Exercise description |
Substitute "dot" for every "marker" in the lines below, keep everything else the same, and leave out the pictures.

Extracted entries |
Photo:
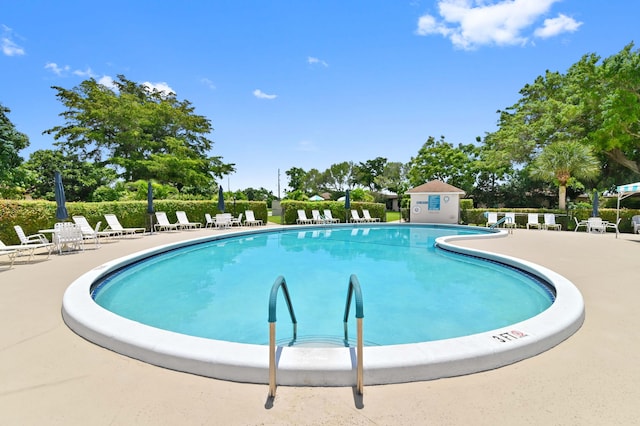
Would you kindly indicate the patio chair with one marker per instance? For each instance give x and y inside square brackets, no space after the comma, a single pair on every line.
[355,217]
[317,217]
[113,224]
[368,218]
[635,221]
[579,224]
[302,218]
[510,220]
[492,219]
[595,224]
[550,222]
[223,220]
[91,233]
[164,224]
[68,235]
[209,221]
[184,222]
[532,221]
[329,217]
[236,221]
[250,219]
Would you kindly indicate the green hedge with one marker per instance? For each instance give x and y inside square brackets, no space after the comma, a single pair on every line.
[476,217]
[35,215]
[290,209]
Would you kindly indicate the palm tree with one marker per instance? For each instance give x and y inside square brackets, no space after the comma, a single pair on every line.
[561,161]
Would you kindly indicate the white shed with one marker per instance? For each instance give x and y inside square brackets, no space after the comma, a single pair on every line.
[435,202]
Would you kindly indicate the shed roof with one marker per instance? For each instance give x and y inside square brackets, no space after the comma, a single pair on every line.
[435,186]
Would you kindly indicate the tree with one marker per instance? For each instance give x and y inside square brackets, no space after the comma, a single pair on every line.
[564,161]
[296,179]
[366,173]
[441,160]
[141,133]
[80,178]
[11,142]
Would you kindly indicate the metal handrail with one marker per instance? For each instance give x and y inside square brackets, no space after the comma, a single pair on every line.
[273,297]
[354,288]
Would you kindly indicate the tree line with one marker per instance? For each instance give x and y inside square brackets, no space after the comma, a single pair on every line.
[568,132]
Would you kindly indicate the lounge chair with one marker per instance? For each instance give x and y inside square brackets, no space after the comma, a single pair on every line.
[579,224]
[492,219]
[595,224]
[532,221]
[236,221]
[302,218]
[184,221]
[328,217]
[89,233]
[317,217]
[36,240]
[68,235]
[550,222]
[209,221]
[368,218]
[163,223]
[14,250]
[250,219]
[510,221]
[7,251]
[113,224]
[223,220]
[355,218]
[635,221]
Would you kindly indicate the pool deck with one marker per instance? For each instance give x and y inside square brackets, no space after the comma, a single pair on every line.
[49,375]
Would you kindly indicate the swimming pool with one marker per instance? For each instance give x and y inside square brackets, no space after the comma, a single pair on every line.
[389,363]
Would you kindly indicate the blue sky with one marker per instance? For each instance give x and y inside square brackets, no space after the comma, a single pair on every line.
[305,83]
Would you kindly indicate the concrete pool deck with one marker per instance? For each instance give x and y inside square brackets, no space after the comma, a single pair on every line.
[49,375]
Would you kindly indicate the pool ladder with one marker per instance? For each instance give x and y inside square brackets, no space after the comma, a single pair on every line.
[353,289]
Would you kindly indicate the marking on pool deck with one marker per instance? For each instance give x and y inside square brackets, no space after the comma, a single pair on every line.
[509,336]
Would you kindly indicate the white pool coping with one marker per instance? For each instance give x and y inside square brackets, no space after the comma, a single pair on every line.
[311,366]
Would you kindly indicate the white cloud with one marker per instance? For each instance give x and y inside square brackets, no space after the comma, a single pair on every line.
[57,70]
[161,87]
[261,95]
[8,46]
[107,81]
[208,83]
[473,23]
[313,61]
[306,146]
[554,26]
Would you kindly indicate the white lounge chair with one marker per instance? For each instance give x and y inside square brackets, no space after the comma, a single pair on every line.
[329,217]
[367,216]
[36,240]
[113,224]
[184,222]
[68,235]
[355,217]
[163,223]
[236,221]
[250,219]
[492,219]
[89,233]
[223,220]
[209,221]
[533,221]
[302,218]
[595,224]
[635,221]
[510,221]
[550,222]
[317,217]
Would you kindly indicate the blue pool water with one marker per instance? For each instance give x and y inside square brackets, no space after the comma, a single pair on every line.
[412,292]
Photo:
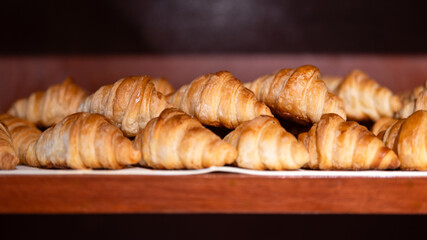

Answer to this problem |
Photo:
Would you kindly indicate the patio chair with one dot per instance? For each instance give x and y inside square brackets, no space after the comma, a single pair on every line.
[355,217]
[317,217]
[113,224]
[368,218]
[635,221]
[579,224]
[302,218]
[510,220]
[492,219]
[595,224]
[550,222]
[223,220]
[91,233]
[164,224]
[68,235]
[209,221]
[184,222]
[532,221]
[329,217]
[236,221]
[250,219]
Would you kindly indicate the green hedge with one dot per instance? For each instance give x and y inside square brackets, no space after the comma, a single pair on every line.
[476,217]
[35,215]
[290,209]
Would you kindly indicate the palm tree with one dot per instance? For each instance give x and y inside square brackets, no space after the comma, a single pair on every line.
[561,161]
Would you kindly indicate the white shed with one dot per instance? For each instance give x and y inside square brackets, no space after the comma, a single pair on every line.
[435,202]
Would you kindly indicate the shed roof with one dot per instance? For each instance give x and y inside square brackets, no space after the comma, a single pair on every line.
[435,186]
Would you kindly indicate the tree with one dot per instance? For each instance give x and y inside square brackets, no space after the comma, a single pair on every line.
[564,161]
[296,179]
[366,173]
[441,160]
[141,133]
[80,178]
[11,142]
Would you kindly indicate the metal handrail with one dot per instance? For each instance give x and y inside square brackets, no space after the comma, a single pair on every line.
[273,297]
[354,288]
Would you kindly indicate the tree line with one dot per instance? For each instance give x and y inside square brackets, no space after the comma, a single pair on every line.
[568,132]
Would you kindly indicate the lounge chair with one dot per instance? For each instance give x and y inside square brackets, no space after the comma, a single pair on every line.
[579,224]
[492,219]
[595,224]
[532,221]
[236,221]
[302,218]
[184,221]
[328,217]
[89,233]
[317,217]
[36,240]
[68,235]
[550,222]
[209,221]
[368,218]
[163,223]
[14,250]
[250,219]
[510,221]
[7,251]
[113,224]
[223,220]
[355,218]
[635,221]
Would you kindly indicate the pool deck with one dot per instance? For each instance give x and y inside square brackets, no space after the comma, a single pair on every line.
[49,375]
Would you kindly indicate the swimming pool with one dot per instance? For each instance give x and y inside square brackets, no space after the comma, a single pair on every line.
[389,363]
Would you kindly indicate the blue sky with one dot per instance? For each instance give x and y inside square brackets, no space after the comma, a single pair on every line.
[305,83]
Would you kindly indicate the concrete pool deck with one dot per instance? For each instance give x and y inside square brackets, no space after the comma, a single pair on every line.
[49,375]
Would you kindly indicate the pool ladder with one dot per instance? For each instance give x and y inside square brackets, no space after the comma, a single pair on every line.
[353,289]
Would you kindly indicate the marking on pool deck with one dot per instance? For each instance give x and y inside square brackets, no space after the comma, a single pair on every line.
[509,336]
Would you kindly indicate the white pool coping with one dot per instance? For each instance give x and y inside square brackets, no space after the comma, a single pair on every line.
[311,366]
Would you kindly indicate the white cloud with one dot per instance? For each instance give x and y inside square brackets, no space after the comma, a single pair on every line.
[57,70]
[161,87]
[261,95]
[8,46]
[107,81]
[208,83]
[473,23]
[313,61]
[306,146]
[554,26]
Would you kindly indicate the white lounge chair with one dot per instance? For each instance give x and y inside square brackets, no space after the comma, a single pair on every line.
[329,217]
[367,216]
[36,240]
[113,224]
[184,222]
[68,235]
[355,217]
[163,223]
[236,221]
[250,219]
[492,219]
[89,233]
[223,220]
[209,221]
[533,221]
[302,218]
[595,224]
[635,221]
[510,221]
[550,222]
[317,217]
Would you kindly indicate the blue pool water with one dot per instance? For each instance give x and y inside square brackets, no space after the comma, a single pair on every line.
[412,292]
Photo:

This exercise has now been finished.